╭─ INFORMATION SHOWN

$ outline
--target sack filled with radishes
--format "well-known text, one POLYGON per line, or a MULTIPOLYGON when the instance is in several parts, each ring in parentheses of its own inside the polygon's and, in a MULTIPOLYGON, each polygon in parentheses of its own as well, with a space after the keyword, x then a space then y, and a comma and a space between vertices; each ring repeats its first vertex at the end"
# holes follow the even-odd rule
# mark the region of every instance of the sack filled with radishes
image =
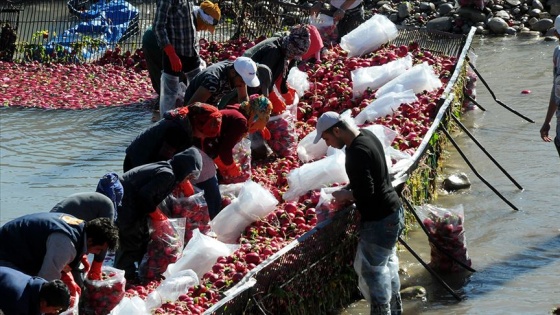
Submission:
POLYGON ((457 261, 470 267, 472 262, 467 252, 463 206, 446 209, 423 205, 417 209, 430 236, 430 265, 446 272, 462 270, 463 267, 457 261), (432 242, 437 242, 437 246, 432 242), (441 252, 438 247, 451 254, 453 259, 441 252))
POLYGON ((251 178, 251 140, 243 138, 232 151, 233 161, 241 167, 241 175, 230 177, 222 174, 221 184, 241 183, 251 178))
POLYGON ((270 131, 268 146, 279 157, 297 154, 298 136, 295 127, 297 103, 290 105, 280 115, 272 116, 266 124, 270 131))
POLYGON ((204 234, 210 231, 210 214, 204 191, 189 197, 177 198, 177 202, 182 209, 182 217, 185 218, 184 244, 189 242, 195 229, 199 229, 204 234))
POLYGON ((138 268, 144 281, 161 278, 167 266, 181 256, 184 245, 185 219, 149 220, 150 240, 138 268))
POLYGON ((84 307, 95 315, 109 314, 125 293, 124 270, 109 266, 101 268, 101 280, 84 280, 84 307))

╰─

* EXERCISE GOAL:
Rewrite the material above, replacing "sack filled with radishes" with "burlap bag of radishes" wherever it occurs and keeping everything else unchanged. Leave the pictures out.

* WRITTEN ANSWER:
$ outline
--target burlap bag of radishes
--format "well-known text, one POLYGON per line, or a MULTIPOLYGON when the instance is in several parts, each ring in parentheses of its own inside the polygon's and, in a MULTIPOLYGON, each polygon in parentheses of its own as well, with a space after the keyword, x then a space then y, and a comma and a space between vertices; each ring repeats its first vertex at the end"
# holes follow the even-odd rule
# mark the region of every instance of the burlap bag of radishes
image =
Submission:
POLYGON ((457 261, 470 267, 472 262, 467 252, 463 206, 446 209, 423 205, 417 209, 430 236, 430 265, 446 272, 462 270, 463 267, 457 261), (432 242, 437 242, 437 246, 432 242), (441 252, 438 247, 451 254, 453 259, 441 252))
POLYGON ((251 178, 251 140, 243 138, 232 151, 233 161, 241 167, 241 175, 230 177, 222 174, 221 184, 241 183, 251 178))
POLYGON ((270 131, 268 146, 279 157, 297 154, 298 136, 295 127, 297 103, 290 105, 280 115, 272 116, 266 124, 270 131))
POLYGON ((204 234, 210 231, 210 214, 204 191, 189 197, 177 198, 177 202, 182 209, 182 217, 185 218, 184 244, 189 242, 195 229, 199 229, 204 234))
POLYGON ((138 268, 144 281, 161 278, 167 266, 181 256, 184 245, 185 219, 149 220, 150 240, 138 268))
POLYGON ((84 307, 95 315, 109 314, 125 293, 124 270, 109 266, 101 268, 101 280, 84 280, 84 307))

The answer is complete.